Written request:
Can you rewrite the lines below as a numbered list, skipping any blank lines?

Data section:
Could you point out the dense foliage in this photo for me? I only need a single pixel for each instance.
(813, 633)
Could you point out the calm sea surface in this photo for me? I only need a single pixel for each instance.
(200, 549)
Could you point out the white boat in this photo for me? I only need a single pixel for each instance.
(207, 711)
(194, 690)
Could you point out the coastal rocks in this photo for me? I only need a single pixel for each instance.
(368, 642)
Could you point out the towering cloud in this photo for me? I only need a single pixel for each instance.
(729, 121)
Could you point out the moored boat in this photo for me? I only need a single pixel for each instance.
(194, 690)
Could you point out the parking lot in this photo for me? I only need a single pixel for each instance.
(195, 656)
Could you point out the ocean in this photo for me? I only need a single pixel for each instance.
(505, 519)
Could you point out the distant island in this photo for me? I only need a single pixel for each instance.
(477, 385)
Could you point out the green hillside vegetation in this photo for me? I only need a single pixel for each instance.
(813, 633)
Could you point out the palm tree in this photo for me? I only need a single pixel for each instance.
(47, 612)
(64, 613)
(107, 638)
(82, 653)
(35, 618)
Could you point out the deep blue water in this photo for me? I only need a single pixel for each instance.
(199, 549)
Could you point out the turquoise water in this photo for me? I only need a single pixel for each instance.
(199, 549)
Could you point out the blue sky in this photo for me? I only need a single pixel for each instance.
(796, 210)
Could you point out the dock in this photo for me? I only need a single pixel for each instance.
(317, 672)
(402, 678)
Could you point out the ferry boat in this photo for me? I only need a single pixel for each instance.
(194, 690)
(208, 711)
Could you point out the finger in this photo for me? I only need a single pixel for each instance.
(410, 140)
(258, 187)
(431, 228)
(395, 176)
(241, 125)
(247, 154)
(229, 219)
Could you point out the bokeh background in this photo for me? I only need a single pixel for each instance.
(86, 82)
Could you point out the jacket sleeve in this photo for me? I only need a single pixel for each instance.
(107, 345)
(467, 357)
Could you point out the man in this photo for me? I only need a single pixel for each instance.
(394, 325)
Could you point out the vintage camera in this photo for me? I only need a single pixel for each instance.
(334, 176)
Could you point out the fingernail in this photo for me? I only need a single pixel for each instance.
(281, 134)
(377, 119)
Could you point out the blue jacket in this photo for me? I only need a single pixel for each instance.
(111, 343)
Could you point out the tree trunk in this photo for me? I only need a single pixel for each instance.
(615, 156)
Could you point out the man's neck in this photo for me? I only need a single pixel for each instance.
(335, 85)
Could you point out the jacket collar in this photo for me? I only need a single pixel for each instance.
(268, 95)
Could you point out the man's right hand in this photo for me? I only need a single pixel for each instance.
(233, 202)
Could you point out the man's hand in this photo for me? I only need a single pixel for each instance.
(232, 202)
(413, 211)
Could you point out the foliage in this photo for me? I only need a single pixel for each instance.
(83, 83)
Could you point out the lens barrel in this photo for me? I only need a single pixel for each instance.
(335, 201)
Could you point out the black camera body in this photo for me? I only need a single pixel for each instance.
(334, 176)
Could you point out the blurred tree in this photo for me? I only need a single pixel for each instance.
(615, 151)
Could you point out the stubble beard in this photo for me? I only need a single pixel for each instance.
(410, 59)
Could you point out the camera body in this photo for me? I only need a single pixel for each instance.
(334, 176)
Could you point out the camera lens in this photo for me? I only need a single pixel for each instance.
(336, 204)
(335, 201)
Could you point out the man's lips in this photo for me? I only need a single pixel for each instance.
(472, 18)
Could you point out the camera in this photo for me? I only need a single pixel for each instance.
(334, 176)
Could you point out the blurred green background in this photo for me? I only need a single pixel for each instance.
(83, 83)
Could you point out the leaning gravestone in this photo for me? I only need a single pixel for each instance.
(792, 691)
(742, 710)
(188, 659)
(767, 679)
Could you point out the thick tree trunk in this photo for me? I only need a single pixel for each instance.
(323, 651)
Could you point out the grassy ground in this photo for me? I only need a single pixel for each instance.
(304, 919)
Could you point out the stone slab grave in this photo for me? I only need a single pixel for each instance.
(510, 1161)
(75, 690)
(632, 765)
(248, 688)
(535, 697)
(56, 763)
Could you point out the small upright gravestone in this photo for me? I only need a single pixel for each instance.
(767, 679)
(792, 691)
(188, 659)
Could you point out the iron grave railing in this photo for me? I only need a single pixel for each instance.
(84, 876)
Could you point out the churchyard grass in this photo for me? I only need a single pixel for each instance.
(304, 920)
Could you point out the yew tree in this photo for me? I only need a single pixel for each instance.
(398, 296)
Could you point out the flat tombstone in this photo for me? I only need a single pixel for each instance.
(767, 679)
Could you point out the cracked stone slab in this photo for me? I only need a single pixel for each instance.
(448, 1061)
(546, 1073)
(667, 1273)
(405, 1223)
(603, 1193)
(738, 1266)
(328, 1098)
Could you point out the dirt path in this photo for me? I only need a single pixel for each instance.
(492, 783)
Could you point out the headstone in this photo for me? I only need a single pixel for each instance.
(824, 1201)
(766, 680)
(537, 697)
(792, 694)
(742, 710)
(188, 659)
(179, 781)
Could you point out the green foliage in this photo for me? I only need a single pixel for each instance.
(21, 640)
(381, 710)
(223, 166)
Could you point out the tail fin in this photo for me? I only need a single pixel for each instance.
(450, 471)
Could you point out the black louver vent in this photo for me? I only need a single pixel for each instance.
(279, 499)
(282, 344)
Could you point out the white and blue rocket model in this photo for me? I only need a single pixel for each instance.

Full answer:
1. Could you point out the dense foliage in this photo for me? I only need a single pixel for each instance.
2. (813, 633)
3. Could you point out the calm sea surface in this photo for me? I only need a single pixel for each instance.
4. (200, 549)
5. Could you point out the white boat in this photo for me? I only need a single pixel for each instance.
6. (207, 711)
7. (194, 690)
8. Could you point out the coastal rocks in this photo for me? I only need a single pixel for each instance.
9. (368, 642)
10. Could you point out the towering cloud in this photo for me? I only need a single pixel for each instance.
11. (729, 121)
12. Could you point out the moored boat in this photo for me? I only need a single pixel for each instance.
13. (194, 690)
14. Could you point out the parking lot in this photo for me? I only need a single pixel for each instance.
15. (195, 656)
16. Could you point out the ocean in this photo for me? I only need a single pixel for each instance.
17. (505, 519)
18. Could you point out the distant island in this photo for me? I only need a single pixel for each instance.
19. (477, 385)
20. Could you point out the green hillside vegetation in this photo for me? I only need a single pixel for each instance.
21. (813, 633)
22. Could you point out the palm tree in this photo for me? I only need a single pixel for each instance.
23. (47, 612)
24. (64, 613)
25. (107, 638)
26. (82, 653)
27. (35, 618)
28. Could you point out the deep blue water in this photo for me? I only need a single pixel for each instance.
29. (199, 549)
30. Could you point out the turquoise water in this photo for me? I only need a single pixel for each instance.
31. (199, 549)
32. Could you point out the blue sky in this photo for me? I only need a single pixel for each instance.
33. (796, 210)
34. Could you point out the dock in this photo for me? I only need a single pixel for each instance.
35. (317, 672)
36. (402, 678)
37. Could you point out the ferry boat in this photo for me? I only need a single pixel for each instance.
38. (194, 690)
39. (208, 711)
40. Could you point out the finger in this photo for me? I only need a single pixel for each instance.
41. (410, 140)
42. (258, 187)
43. (431, 228)
44. (395, 176)
45. (241, 125)
46. (247, 154)
47. (229, 219)
48. Could you point out the bokeh background in this photo for me? I only need a single pixel for each instance.
49. (86, 82)
50. Could you point out the jacket sleeve in this photo for me? I only need a single pixel for each instance.
51. (107, 345)
52. (467, 357)
53. Could you point out the man in this photo for me? I only need a single pixel for each instance.
54. (394, 325)
55. Could you point out the vintage camera in this photo for me? I only need a single pixel for each instance.
56. (334, 176)
57. Could you point out the fingernail in this photo for me? I only need a single pixel for each instance.
58. (281, 134)
59. (377, 119)
60. Could you point out the blue jacket in this photo for me? I only need a single pixel for each instance.
61. (111, 343)
62. Could you point out the tree trunk in this photo for me? I only need a single pixel for each instance.
63. (615, 156)
64. Could you point out the man's neck in this photo for me? I only need a single pixel for each instance.
65. (335, 85)
66. Could you point out the jacket collar in this photo for me? I only need a single pixel for each instance.
67. (268, 95)
68. Could you point out the man's right hand in this photo for me? I only need a single pixel for each instance.
69. (233, 202)
70. Could you point out the man's hand in this photo for me? I only need a single pixel for each instance.
71. (232, 202)
72. (413, 211)
73. Could you point out the foliage in this photo for me? I only need a single pixel for each instance.
74. (83, 83)
75. Could you point out the lens barrel in this photo for me? I only need a single pixel for each instance.
76. (335, 201)
77. Could you point out the black camera body in this photo for me? I only need a single pixel for each instance.
78. (334, 176)
79. Could you point out the blurred tree in this photo for me? I only need a single pixel for each instance.
80. (615, 151)
81. Could you point out the stubble beard in this photo for me? I only need a single pixel for each instance.
82. (410, 59)
83. Could you point out the camera body in this photo for me? I only need a single pixel for each instance.
84. (334, 176)
85. Could you point out the camera lens in this photo for me? I only need a single pixel for each instance.
86. (336, 204)
87. (335, 201)
88. Could you point out the man's lips in this photo for me? I only need a single pixel for each instance.
89. (472, 18)
90. Could you point out the camera in this photo for me? I only need a single pixel for each instance.
91. (334, 176)
92. Could you point out the blurred green background in this photo for me? I only need a single pixel for each instance.
93. (83, 83)
94. Could you point out the leaning gravestone in this photo for me? I only need a single pixel for each instance.
95. (792, 691)
96. (742, 710)
97. (188, 659)
98. (767, 679)
99. Could you point out the thick tree trunk in this photo for me? I only need a single pixel for each instance.
100. (323, 651)
101. Could you point out the grassy ground in this photo for me? I only need a single pixel for each instance.
102. (304, 919)
103. Could you point out the stone slab grave in this photo for me? I only need a single pixel for each instance.
104. (510, 1161)
105. (75, 690)
106. (632, 765)
107. (248, 688)
108. (535, 697)
109. (56, 763)
110. Could you point out the small upright gravestone in this photo for me? I only need a single pixel for each instance.
111. (767, 679)
112. (792, 691)
113. (188, 659)
114. Could you point out the iron grave railing in this photo for me? I only need a single pixel for each instance.
115. (84, 876)
116. Could you point out the churchyard grass in this photo for me? I only need a single pixel for each instance.
117. (304, 920)
118. Could you point out the yew tree in this photo for me? I only need a single pixel for each instance.
119. (398, 296)
120. Could you point out the flat tombstone in this photo for me? I only need a single pixel for each instance.
121. (767, 679)
122. Could you point out the cracked stone slab in this photo for me? I only need a single pixel for each instance.
123. (448, 1061)
124. (546, 1073)
125. (667, 1273)
126. (405, 1223)
127. (603, 1193)
128. (738, 1266)
129. (328, 1098)
130. Could you point out the dirt path in this photo for me? I only need a single pixel for each instance.
131. (492, 783)
132. Could you point out the headstone in this photo for me? I only need a single pixel for each instance.
133. (824, 1201)
134. (766, 680)
135. (537, 697)
136. (792, 694)
137. (742, 710)
138. (188, 659)
139. (179, 781)
140. Could you point out the green foliage in this photo for me? I only need a single pixel for each instance.
141. (21, 640)
142. (381, 710)
143. (223, 166)
144. Could you point out the tail fin in this photo for me? I only need a single pixel for each instance.
145. (450, 471)
146. Could you point out the black louver vent in this photo for me? I only need a single pixel for each instance.
147. (279, 499)
148. (282, 344)
149. Could you point out the white and blue rocket model in this photo for me? I only need a single pixel for each instance.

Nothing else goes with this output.